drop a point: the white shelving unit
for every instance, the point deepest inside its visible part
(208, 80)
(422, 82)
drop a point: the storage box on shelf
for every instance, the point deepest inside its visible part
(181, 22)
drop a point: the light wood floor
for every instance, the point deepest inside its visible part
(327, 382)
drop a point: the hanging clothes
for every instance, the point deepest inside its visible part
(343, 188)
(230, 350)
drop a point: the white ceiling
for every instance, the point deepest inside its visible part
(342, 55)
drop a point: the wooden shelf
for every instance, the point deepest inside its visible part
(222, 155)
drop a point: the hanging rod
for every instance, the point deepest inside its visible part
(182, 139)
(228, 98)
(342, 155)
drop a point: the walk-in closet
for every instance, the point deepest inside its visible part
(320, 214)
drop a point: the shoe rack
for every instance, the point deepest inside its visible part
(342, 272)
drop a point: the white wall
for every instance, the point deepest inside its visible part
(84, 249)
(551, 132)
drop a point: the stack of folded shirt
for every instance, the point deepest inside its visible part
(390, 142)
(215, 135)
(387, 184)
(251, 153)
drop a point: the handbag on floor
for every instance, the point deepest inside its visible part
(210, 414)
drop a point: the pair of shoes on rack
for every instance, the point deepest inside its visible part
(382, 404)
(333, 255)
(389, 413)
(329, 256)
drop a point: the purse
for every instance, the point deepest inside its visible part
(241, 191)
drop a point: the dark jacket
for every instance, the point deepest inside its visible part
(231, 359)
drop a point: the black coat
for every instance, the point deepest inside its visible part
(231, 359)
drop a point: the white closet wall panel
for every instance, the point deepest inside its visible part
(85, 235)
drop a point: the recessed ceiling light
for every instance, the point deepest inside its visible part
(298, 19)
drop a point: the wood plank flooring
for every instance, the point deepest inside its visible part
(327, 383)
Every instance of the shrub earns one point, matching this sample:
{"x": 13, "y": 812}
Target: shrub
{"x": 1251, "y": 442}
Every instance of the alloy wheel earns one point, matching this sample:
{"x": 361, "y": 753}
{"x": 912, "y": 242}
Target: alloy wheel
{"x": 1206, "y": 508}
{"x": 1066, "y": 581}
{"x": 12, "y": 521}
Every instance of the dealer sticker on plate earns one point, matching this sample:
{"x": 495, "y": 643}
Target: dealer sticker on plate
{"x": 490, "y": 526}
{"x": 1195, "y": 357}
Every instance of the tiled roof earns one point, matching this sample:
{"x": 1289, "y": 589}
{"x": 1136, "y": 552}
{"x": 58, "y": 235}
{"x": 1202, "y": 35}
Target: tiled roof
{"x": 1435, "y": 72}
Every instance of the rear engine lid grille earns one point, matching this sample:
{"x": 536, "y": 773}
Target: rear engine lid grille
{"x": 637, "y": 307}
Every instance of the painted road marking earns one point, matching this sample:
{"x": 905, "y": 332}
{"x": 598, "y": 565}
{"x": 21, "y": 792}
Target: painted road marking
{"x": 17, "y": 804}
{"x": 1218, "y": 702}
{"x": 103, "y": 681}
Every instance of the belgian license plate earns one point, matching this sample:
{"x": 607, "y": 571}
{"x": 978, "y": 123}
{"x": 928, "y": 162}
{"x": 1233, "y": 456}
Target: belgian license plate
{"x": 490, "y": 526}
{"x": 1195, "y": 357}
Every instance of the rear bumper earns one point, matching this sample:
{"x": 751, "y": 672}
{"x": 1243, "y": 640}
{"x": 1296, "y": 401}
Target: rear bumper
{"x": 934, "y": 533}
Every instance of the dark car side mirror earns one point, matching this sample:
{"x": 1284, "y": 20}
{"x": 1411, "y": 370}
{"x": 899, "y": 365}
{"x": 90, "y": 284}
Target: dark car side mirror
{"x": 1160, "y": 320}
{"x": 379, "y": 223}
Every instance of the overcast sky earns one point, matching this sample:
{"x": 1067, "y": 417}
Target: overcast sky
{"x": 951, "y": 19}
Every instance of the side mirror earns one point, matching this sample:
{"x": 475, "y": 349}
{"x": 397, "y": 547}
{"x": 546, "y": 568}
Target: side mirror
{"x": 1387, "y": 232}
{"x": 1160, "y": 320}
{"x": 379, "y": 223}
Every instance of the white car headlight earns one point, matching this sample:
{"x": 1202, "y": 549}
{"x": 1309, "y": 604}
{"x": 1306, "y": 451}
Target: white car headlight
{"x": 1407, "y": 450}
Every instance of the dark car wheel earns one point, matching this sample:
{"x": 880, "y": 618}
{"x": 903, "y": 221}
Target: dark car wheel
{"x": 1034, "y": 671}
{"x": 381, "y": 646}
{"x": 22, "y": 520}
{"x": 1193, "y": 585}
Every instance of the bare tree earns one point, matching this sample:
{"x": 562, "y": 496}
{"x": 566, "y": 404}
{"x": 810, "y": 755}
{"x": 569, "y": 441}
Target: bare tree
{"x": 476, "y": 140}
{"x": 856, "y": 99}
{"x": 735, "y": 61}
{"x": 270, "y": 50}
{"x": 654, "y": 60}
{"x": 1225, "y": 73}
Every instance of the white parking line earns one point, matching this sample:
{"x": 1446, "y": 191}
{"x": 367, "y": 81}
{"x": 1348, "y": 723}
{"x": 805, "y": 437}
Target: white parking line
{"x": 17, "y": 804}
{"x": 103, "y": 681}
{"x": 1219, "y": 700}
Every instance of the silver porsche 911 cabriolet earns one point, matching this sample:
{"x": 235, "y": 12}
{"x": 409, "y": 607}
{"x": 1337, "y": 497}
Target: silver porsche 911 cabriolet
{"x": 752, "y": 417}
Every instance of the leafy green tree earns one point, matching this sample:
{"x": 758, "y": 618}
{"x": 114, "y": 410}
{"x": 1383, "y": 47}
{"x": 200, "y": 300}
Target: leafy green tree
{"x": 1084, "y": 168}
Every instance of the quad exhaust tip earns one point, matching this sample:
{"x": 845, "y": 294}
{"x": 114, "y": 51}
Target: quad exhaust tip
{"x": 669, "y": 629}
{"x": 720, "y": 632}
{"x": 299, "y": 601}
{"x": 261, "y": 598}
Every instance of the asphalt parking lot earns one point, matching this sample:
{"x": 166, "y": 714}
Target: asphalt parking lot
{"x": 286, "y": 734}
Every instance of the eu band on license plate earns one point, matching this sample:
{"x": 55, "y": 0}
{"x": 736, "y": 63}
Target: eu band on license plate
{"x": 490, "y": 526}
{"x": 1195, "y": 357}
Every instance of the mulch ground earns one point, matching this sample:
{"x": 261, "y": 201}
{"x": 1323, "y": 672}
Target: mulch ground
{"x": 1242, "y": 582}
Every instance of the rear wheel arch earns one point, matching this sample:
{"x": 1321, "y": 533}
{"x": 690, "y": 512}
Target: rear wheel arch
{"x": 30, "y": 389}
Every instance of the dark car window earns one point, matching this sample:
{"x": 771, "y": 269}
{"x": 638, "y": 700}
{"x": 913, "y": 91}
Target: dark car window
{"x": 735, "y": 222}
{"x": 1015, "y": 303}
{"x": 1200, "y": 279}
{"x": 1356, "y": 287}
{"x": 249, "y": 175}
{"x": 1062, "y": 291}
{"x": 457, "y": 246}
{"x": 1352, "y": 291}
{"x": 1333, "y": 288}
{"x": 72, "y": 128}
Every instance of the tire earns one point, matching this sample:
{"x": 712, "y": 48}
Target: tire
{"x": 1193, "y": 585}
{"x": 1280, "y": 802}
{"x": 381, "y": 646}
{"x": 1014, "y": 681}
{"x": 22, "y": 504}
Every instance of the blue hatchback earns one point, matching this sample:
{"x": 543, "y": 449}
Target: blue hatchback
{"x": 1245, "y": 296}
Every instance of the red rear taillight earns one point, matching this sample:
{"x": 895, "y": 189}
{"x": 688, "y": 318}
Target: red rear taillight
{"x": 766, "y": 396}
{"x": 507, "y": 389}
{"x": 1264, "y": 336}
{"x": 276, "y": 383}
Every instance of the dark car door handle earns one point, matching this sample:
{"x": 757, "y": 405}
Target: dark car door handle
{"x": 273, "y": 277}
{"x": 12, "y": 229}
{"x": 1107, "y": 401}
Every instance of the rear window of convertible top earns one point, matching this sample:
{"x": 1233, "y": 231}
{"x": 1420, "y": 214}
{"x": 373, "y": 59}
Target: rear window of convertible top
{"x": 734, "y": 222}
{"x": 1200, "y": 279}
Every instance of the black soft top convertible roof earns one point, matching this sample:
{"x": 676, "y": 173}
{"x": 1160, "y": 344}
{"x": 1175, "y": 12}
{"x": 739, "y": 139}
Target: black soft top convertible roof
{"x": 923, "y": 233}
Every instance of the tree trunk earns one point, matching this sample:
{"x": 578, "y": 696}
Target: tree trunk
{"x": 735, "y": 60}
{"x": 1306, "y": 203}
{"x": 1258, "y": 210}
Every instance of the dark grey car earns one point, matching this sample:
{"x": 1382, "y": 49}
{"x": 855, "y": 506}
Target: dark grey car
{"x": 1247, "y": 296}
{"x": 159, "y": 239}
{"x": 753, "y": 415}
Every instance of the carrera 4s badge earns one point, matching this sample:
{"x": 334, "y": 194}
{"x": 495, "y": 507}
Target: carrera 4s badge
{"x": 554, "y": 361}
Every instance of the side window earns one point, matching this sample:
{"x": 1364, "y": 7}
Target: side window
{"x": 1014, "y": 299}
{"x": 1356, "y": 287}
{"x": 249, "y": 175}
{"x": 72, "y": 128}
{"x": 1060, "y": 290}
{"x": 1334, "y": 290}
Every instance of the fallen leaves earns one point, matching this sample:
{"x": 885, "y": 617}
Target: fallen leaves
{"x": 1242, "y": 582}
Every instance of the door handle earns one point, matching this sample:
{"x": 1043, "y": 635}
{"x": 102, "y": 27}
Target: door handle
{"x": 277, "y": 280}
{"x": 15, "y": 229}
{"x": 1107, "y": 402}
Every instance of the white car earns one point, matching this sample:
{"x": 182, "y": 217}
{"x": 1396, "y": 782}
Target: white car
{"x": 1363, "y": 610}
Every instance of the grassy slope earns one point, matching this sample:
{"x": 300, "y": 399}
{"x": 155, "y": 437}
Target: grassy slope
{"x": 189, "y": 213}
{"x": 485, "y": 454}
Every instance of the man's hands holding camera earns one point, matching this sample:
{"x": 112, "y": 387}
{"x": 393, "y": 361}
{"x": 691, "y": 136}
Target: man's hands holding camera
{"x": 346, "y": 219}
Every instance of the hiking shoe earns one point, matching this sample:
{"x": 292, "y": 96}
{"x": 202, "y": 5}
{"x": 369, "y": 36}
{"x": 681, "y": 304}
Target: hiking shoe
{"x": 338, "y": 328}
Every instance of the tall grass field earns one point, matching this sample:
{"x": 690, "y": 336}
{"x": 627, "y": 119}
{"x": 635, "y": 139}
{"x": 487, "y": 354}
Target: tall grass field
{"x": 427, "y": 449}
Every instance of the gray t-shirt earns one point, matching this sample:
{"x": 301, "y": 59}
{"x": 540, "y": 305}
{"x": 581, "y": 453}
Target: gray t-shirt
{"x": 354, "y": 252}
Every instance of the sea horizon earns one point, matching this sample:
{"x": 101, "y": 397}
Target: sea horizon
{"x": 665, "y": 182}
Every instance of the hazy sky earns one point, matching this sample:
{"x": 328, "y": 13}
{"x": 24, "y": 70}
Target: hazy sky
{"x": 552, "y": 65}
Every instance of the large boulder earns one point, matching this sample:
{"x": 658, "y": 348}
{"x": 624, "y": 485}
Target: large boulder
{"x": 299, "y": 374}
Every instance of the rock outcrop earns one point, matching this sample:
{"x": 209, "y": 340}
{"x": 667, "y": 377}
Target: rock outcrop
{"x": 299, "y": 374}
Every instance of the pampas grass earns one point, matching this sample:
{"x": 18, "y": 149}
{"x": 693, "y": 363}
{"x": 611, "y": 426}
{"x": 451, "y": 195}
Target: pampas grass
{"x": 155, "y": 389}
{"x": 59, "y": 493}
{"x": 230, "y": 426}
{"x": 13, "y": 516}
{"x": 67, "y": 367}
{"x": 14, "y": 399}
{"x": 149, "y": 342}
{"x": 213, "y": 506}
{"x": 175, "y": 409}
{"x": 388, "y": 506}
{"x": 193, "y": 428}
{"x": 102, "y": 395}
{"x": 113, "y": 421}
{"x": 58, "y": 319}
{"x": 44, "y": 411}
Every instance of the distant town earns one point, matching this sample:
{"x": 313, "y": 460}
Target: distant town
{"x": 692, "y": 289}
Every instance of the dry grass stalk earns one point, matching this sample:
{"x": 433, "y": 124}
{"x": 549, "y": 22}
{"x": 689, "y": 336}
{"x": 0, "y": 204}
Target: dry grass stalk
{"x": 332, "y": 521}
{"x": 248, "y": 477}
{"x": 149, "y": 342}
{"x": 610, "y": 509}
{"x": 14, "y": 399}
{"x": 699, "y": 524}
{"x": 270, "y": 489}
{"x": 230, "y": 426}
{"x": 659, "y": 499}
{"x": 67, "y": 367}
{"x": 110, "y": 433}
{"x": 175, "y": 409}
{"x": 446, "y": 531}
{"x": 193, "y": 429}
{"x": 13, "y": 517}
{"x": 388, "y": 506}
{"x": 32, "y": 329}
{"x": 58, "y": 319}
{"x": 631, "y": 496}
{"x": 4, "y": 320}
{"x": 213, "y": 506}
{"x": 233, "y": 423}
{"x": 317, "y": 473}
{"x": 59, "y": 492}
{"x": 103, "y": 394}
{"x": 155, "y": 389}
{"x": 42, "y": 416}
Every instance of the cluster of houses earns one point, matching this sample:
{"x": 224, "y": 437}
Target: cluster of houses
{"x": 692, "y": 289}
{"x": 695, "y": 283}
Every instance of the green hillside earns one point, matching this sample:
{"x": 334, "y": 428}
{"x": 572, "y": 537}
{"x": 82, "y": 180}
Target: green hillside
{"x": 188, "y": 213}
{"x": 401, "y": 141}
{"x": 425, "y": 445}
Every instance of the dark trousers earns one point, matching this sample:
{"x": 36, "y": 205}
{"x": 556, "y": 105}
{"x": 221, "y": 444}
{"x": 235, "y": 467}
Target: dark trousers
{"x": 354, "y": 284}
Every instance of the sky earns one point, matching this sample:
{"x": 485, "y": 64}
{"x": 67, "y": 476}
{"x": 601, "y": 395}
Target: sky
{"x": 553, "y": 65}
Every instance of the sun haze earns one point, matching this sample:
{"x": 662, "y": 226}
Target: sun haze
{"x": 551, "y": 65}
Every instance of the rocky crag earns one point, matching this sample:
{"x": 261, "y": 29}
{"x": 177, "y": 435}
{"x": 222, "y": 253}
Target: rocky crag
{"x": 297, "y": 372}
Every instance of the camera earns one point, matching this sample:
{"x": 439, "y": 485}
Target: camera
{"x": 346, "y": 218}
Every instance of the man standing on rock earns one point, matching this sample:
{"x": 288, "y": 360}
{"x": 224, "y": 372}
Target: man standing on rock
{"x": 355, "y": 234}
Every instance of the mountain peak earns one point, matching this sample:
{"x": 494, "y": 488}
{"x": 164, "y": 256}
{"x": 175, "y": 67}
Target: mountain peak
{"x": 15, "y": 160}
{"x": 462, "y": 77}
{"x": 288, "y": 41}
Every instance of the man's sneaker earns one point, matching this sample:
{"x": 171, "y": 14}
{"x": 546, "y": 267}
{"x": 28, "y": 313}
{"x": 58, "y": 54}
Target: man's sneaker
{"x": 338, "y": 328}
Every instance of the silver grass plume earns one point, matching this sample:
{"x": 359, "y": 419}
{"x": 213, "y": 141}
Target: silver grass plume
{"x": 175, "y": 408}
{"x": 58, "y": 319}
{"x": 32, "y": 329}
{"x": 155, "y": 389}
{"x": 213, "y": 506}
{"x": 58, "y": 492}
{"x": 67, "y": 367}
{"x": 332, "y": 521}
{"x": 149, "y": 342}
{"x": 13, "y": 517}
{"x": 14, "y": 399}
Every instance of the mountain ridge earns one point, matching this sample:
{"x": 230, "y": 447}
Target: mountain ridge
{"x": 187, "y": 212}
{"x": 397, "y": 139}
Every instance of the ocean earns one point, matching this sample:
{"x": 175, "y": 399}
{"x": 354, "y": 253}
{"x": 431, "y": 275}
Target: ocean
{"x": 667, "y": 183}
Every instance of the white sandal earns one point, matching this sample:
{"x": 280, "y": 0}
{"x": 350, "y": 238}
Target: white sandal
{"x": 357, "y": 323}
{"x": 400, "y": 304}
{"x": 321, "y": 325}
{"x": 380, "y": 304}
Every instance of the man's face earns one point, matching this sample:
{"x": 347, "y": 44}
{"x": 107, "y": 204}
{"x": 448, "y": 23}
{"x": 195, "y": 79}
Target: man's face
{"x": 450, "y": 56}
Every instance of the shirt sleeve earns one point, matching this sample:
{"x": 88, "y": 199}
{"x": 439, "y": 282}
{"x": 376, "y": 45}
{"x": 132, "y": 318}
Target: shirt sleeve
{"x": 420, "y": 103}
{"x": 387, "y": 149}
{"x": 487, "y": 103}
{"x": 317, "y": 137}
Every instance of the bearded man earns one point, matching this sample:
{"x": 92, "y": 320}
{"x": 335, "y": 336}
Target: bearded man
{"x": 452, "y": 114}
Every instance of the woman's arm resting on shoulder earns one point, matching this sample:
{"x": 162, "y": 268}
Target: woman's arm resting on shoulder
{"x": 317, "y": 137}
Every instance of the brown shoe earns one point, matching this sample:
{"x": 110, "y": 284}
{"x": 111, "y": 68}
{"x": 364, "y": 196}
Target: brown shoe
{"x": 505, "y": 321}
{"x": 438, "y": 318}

____

**Problem:** Among the lines of the listing above, which ones hold "closet"? Copy them.

**Written reply:**
drop a point: the walk-in closet
drop a point: the white closet wall panel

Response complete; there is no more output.